• **Requirement**
Which lines of the entries below contain the string "tool"? Copy each one.

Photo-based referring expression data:
::::
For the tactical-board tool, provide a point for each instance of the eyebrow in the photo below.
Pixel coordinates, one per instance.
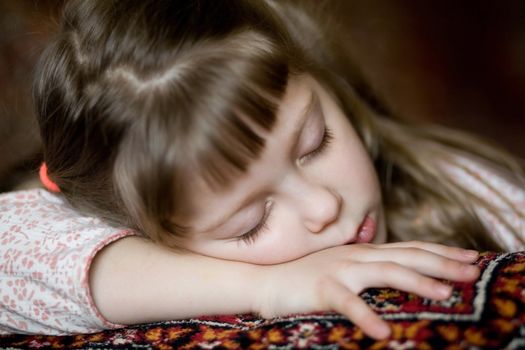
(295, 137)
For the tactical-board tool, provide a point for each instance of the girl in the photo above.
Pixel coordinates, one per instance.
(212, 157)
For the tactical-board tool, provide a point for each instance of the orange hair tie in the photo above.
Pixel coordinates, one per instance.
(46, 181)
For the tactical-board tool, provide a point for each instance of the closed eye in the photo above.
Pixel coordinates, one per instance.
(325, 141)
(250, 236)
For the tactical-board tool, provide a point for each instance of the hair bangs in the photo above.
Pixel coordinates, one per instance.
(240, 117)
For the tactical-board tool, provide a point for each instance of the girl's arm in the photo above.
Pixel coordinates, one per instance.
(134, 281)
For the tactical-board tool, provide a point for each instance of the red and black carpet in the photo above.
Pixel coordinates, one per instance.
(487, 314)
::::
• **Exercise response**
For the tactical-board tool, provide a point for each instance of the eyebrow in the photo below.
For the tactical-board tool, provide a point for each instance of the girl in the photo above.
For the tactical-board tool, provide a point for each instance of the orange hair tie in the photo above.
For the tactical-board tool, provide a point for each instance of the closed eye in the photo above.
For the tactical-board tool, provide a point for each instance of the hair bangs in the photo above.
For the tactical-board tool, provide a point for each instance of the girl's arm in the photo above.
For the tactical-board tool, provide a point for each instance of the red and black carpet in the photo above.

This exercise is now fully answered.